[Start]

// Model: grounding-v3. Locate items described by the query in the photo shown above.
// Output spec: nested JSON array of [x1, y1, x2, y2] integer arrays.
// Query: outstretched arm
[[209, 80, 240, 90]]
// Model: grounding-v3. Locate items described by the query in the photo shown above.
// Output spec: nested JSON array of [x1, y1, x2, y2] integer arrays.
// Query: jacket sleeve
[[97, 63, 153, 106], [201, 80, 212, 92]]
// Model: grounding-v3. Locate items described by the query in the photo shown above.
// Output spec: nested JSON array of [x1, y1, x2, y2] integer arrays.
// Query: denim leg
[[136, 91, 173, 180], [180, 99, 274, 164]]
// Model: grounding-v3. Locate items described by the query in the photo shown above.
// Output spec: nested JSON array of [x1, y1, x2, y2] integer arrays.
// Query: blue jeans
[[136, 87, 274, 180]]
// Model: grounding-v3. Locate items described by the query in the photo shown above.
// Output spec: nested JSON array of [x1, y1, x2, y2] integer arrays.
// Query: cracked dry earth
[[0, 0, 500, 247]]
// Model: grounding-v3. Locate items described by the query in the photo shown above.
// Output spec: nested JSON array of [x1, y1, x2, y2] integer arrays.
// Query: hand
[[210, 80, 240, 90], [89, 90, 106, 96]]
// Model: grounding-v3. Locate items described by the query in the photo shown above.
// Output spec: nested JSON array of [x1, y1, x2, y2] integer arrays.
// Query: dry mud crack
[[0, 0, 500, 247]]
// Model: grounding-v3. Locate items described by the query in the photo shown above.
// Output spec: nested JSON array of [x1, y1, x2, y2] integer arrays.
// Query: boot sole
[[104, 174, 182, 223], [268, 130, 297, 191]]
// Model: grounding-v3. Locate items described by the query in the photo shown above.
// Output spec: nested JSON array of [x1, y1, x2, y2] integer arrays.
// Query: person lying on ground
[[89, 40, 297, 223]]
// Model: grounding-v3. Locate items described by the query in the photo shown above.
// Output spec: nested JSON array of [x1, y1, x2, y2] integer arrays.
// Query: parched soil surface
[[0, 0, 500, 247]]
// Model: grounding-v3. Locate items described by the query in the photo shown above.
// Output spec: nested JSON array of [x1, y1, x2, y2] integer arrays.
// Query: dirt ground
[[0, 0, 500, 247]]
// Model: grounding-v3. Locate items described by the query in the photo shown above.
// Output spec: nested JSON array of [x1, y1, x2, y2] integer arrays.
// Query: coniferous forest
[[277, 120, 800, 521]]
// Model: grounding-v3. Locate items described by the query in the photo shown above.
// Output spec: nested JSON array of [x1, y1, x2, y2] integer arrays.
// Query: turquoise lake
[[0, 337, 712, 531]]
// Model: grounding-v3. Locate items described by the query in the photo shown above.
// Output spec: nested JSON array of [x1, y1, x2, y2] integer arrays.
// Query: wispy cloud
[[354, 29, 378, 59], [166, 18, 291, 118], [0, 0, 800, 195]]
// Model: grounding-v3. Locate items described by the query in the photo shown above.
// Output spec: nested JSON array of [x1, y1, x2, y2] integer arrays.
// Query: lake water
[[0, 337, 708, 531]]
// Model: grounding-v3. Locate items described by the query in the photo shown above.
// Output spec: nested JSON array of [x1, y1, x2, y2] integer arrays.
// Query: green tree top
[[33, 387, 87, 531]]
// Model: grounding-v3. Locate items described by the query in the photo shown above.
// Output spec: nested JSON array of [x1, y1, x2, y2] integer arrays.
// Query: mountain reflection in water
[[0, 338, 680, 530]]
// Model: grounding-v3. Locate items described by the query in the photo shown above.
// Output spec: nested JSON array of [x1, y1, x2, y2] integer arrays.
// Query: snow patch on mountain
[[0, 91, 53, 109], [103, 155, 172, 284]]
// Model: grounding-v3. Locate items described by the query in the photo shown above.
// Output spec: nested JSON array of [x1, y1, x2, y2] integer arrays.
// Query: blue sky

[End]

(What you are asked to do): Render the records from their first line through the line containing "[[136, 91, 173, 180], [180, 99, 274, 164]]", inclusive, as a JSON list of strings, one string per line, with blank lines omitted.

(Full response):
[
  "// Model: grounding-v3. Locate items described by the query in the photo shown above.",
  "// Output spec: nested JSON array of [x1, y1, x2, y2] integer arrays.",
  "// Query: outstretched arm",
  "[[209, 80, 240, 90]]",
  "// Model: grounding-v3. Locate items described by the query in the photo shown above.",
  "// Output spec: nested JSON array of [x1, y1, x2, y2] integer arrays.",
  "// Query: jacket sleeve",
  "[[97, 63, 153, 106], [201, 80, 212, 92]]",
  "// Model: grounding-v3. Locate items described by the query in the photo shown above.",
  "// Output spec: nested JSON array of [x1, y1, x2, y2] integer arrays.",
  "// Query: denim leg",
  "[[136, 91, 173, 180], [180, 99, 274, 164]]"
]